## Challenge
What is needed here is an exact copy of every entry.

## Dataset extract
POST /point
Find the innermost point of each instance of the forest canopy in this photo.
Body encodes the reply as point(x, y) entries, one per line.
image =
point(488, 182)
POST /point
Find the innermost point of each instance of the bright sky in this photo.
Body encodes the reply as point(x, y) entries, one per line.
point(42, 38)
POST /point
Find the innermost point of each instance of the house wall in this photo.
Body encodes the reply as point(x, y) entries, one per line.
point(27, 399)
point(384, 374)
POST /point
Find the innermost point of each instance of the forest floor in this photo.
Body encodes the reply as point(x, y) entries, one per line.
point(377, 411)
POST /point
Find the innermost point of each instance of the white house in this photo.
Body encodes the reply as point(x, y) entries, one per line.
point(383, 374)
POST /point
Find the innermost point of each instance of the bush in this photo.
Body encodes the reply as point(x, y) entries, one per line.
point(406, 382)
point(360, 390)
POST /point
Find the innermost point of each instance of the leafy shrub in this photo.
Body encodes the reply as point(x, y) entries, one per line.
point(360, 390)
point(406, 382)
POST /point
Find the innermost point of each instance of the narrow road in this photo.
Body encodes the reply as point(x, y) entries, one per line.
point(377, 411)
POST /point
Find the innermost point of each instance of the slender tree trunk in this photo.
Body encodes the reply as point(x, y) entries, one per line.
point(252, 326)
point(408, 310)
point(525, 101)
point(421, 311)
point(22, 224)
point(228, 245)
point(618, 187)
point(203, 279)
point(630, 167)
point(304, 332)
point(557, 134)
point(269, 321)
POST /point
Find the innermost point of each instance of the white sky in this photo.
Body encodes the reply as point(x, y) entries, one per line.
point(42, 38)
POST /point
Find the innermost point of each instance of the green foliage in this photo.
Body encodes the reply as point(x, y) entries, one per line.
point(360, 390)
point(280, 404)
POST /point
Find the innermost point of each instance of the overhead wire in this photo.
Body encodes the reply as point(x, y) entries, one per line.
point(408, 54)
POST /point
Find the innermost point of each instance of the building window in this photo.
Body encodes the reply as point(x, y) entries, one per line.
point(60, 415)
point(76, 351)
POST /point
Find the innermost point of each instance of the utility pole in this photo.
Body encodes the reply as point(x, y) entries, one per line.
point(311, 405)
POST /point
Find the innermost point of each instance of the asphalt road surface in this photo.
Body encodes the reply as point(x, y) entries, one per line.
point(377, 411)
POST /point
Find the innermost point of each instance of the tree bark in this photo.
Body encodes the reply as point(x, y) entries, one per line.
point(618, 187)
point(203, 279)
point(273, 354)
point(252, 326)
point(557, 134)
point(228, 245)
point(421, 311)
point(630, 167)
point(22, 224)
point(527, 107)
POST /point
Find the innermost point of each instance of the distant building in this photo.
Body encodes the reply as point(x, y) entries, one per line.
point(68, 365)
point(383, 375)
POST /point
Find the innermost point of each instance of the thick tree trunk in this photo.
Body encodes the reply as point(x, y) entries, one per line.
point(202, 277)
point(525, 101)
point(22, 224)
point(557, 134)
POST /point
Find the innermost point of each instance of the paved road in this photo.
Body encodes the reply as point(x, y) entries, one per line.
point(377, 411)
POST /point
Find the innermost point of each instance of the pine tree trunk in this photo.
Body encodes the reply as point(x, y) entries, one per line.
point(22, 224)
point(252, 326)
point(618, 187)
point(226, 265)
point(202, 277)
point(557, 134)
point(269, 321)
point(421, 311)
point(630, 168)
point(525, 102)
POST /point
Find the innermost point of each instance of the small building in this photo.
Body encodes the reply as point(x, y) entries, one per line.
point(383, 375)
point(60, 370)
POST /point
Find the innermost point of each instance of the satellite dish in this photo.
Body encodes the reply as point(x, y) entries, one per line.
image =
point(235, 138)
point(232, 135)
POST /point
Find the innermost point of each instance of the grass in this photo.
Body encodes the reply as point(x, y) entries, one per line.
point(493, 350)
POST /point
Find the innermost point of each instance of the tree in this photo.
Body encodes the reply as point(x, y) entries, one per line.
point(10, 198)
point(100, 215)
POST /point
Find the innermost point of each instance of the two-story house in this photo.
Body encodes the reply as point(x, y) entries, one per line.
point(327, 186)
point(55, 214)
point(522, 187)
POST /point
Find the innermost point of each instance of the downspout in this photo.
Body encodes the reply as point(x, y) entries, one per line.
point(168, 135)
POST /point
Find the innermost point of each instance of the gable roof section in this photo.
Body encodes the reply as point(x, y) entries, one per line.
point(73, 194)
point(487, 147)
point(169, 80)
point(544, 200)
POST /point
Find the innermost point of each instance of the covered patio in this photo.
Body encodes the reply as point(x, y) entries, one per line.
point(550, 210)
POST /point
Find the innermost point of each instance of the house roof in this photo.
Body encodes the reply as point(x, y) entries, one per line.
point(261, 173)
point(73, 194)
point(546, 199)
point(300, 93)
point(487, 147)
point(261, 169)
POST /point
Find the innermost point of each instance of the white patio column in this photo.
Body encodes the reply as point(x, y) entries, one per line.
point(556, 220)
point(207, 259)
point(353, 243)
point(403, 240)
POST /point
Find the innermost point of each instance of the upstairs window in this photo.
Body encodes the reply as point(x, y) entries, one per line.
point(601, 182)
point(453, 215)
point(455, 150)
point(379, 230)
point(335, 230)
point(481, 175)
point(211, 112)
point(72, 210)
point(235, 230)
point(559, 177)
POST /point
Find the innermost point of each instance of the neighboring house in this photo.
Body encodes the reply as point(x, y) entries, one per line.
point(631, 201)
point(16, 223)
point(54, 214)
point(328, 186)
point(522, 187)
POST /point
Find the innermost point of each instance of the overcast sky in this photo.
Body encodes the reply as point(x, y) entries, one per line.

## Exercise solution
POST /point
Find the innermost point of each instance of the forest canopy in this photo.
Body encodes the reply as point(x, y) entries, one per line.
image =
point(488, 182)
POST /point
Find the innermost point of each instance of the bright sky in this photo.
Body encodes the reply as point(x, y) entries, one per line.
point(42, 38)
POST /point
Find the innermost point of each instance of the house wall in this photo.
Body encodes the reply as point(x, y) entries, one per line.
point(27, 399)
point(384, 374)
POST /point
Find the innermost point of each instance of the forest floor in this photo.
Body encodes the reply as point(x, y) entries, one per line.
point(377, 411)
POST /point
Find the innermost point of each instance of the white house in this photo.
Body encodes the reply as point(x, y) entries, one per line.
point(383, 374)
POST /point
Find the innermost point of each instance of the bush in this photo.
Body encodes the reply as point(x, y) entries, one per line.
point(406, 382)
point(360, 390)
POST /point
Find the innermost point of each instance of the leafy shrub in this photo.
Body encodes the reply as point(x, y) entries, one per line.
point(360, 390)
point(406, 382)
POST /point
Find the innermost point of each instance of the narrow road in this photo.
Body encodes the reply as point(x, y) entries, one per line.
point(377, 411)
POST /point
Find the innermost point of each instance of the slender tree trunk in this photo.
Body encodes the reply as point(x, y) entries, one per line.
point(252, 326)
point(408, 310)
point(525, 101)
point(421, 311)
point(22, 224)
point(228, 245)
point(618, 187)
point(203, 279)
point(630, 167)
point(304, 332)
point(557, 134)
point(269, 321)
POST /point
Find the innermost point of each instance of the white sky in this photo.
Body encodes the reply as point(x, y) entries, one per line.
point(42, 38)
POST /point
Find the innermost point of each instance of the green foliage in this photo.
Body encodes the reply as point(x, y) entries, one per line.
point(360, 390)
point(280, 404)
POST /point
Find the innermost point of each instance of the overhead wire in this photo.
Body encodes the reply as point(x, y) entries, one per line.
point(408, 54)
POST /point
Find the innermost point of each instance of the building window in this photo.
Body encodes the reply as point(x, y) entries, one per line.
point(60, 415)
point(76, 351)
POST /point
Find the innermost point of each instance of the utility pole in this photo.
Body encodes the reply as point(x, y) entries, one per line.
point(311, 405)
POST /point
Find the innermost point of each instance of the asphalt road surface in this photo.
Body encodes the reply as point(x, y) entries, one per line.
point(377, 411)
POST /point
Find the innermost point of each instance of the tree bark in this photo.
Body encodes the reply as point(x, y) entries, one per line.
point(618, 187)
point(203, 279)
point(273, 354)
point(252, 326)
point(557, 134)
point(228, 245)
point(421, 311)
point(630, 167)
point(22, 224)
point(527, 107)
POST /point
Find the innermost point of each instance of the distant building in this photo.
Body encodes the reply as point(x, y) entries, one per line.
point(68, 365)
point(383, 375)
POST /point
Find the innermost point of each instance of the thick tree trunk in this photo.
Body encodes the reply as point(x, y) entries, one per line.
point(202, 277)
point(525, 101)
point(22, 224)
point(557, 134)
POST /point
Find the innermost point of each instance of the paved road in this photo.
Body encodes the reply as point(x, y) entries, one per line.
point(377, 411)
POST /point
Find the innermost point of each instance of the pine tree trunk in this photo.
Body encodes the reply as point(x, y) entries, one per line.
point(22, 224)
point(252, 326)
point(618, 187)
point(226, 265)
point(202, 277)
point(557, 134)
point(269, 321)
point(421, 311)
point(630, 168)
point(525, 102)
POST /point
Find the innermost point of each instance of the small building in this photo.
Body encodes the reply as point(x, y) entries, one per line.
point(383, 375)
point(60, 370)
POST /point
Find the innermost point of each instance of the satellite dish in this photo.
Body encodes the reply as point(x, y) entries, one per line.
image =
point(235, 138)
point(232, 135)
POST /point
Find the innermost point of each instance of the grass in this photo.
Body encodes the reply as point(x, y) entries, one per line.
point(493, 350)
POST /point
Find the innermost point of each instance of the tree in this photo.
Body encodes the reply as point(x, y) entries, one per line.
point(10, 198)
point(100, 215)
POST /point
Find the innermost point of each instance of the two-story house in this photo.
Body encodes the reply as point(x, y) entries, one per line.
point(327, 186)
point(55, 214)
point(522, 187)
POST /point
Find the innermost point of each instance of the downspout in this photo.
Body encodes the reply as point(x, y) entries, one per line.
point(168, 135)
POST /point
Find the innermost point of each instance of the gable roof section in this photo.
Body encodes the reply as point(x, y) entries, one per line.
point(73, 194)
point(487, 147)
point(169, 80)
point(544, 200)
POST /point
Find the innermost point of each instance of the covered patio in this photo.
Body encodes the reply as point(x, y) entries, one per line.
point(550, 210)
POST /point
Find the innermost point of each instance of the house roof in this photo.
Body encodes the reply as point(x, y) entries, one per line.
point(261, 173)
point(73, 194)
point(546, 199)
point(300, 93)
point(487, 147)
point(261, 169)
POST /point
Find the innermost point of each instance of the white patio column in this photo.
Body encodes the reply as point(x, y) entries, one per line.
point(556, 220)
point(207, 259)
point(353, 243)
point(403, 240)
POST /point
Find the innermost point of each instance of the upstairs window in this photo.
Body encodes the reply as point(x, y) entries, one per line.
point(601, 182)
point(453, 215)
point(455, 150)
point(379, 230)
point(335, 230)
point(481, 175)
point(211, 112)
point(72, 210)
point(235, 230)
point(559, 177)
POST /point
Find the innermost point of each instance of the neighboring house in this photo.
Body encodes the reply as point(x, y) entries, one per line.
point(631, 201)
point(16, 223)
point(54, 214)
point(328, 186)
point(522, 187)
POST /point
Find the innermost point of each instance of the overcast sky in this photo.
Body encodes the reply as point(x, y) entries, one per line.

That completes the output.